= TASK PROMPT =
Only the lines from the line holding "Where can the white" to the last line should be output, each exactly as given.

╔══

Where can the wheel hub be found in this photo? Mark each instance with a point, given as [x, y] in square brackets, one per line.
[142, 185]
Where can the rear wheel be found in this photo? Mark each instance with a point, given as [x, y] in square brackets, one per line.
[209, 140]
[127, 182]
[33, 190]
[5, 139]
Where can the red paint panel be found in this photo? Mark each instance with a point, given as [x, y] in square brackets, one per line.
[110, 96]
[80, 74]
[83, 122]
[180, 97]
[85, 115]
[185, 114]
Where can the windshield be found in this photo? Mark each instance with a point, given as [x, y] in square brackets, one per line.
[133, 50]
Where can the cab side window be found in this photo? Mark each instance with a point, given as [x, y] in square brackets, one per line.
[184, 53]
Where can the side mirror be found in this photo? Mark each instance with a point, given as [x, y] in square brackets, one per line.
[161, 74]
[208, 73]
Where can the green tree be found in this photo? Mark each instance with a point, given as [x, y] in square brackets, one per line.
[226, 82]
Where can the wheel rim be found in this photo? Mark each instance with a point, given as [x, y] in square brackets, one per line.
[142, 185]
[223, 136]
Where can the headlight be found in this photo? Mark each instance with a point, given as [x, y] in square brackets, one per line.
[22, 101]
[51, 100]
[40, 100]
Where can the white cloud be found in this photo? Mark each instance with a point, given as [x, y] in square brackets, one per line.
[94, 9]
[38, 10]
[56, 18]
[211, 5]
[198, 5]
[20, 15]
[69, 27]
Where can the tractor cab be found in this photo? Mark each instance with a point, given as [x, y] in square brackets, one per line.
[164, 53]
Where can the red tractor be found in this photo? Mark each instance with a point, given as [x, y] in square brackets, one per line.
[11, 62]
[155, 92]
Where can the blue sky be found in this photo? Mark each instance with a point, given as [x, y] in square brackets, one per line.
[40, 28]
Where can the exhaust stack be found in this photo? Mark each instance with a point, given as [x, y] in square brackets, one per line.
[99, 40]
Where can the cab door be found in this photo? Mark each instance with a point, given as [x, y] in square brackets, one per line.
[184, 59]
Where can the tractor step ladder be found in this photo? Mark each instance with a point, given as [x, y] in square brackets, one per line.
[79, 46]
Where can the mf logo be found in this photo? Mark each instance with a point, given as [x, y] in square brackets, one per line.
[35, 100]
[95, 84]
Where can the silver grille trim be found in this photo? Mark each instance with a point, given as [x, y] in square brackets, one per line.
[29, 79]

╚══

= CORRECT RESULT =
Where can the white cloud be found in this photo? Mark each instance with a point, given as [x, y] in square brackets, one per line.
[94, 9]
[38, 10]
[56, 18]
[211, 5]
[198, 5]
[20, 15]
[69, 27]
Where can the tractor cab be found in this photo? Mark each instance with a point, given as [x, y] in square brackets, one per line.
[164, 53]
Where can the red tractor be found in this photo? Mark each instance with a point, given as [x, y] in square brackets, one per line.
[11, 62]
[155, 92]
Where can the blue sky be found in this photo? Mark each instance with a point, given as [x, y] in square brackets, one per line.
[40, 28]
Where can the exhaust stack be found in this photo? Mark each instance with a point, given as [x, y] in square brackets, one per line.
[99, 40]
Where can the cab door be found in this photo? Mark each instance with a point, given as [x, y] in square brackets, one per line.
[184, 59]
Where can the tractor step ladder be found in this photo? Mark each instance with a point, given as [x, y] in square brackets, one per line.
[79, 46]
Where can the mf logo be found in this photo? Mark each instance with a point, given as [x, y] in square brackets, one per line.
[35, 100]
[95, 84]
Where can the silver grille trim be found in this photo? Mark each instance with a point, given as [x, y] in square brackets, one per line.
[29, 79]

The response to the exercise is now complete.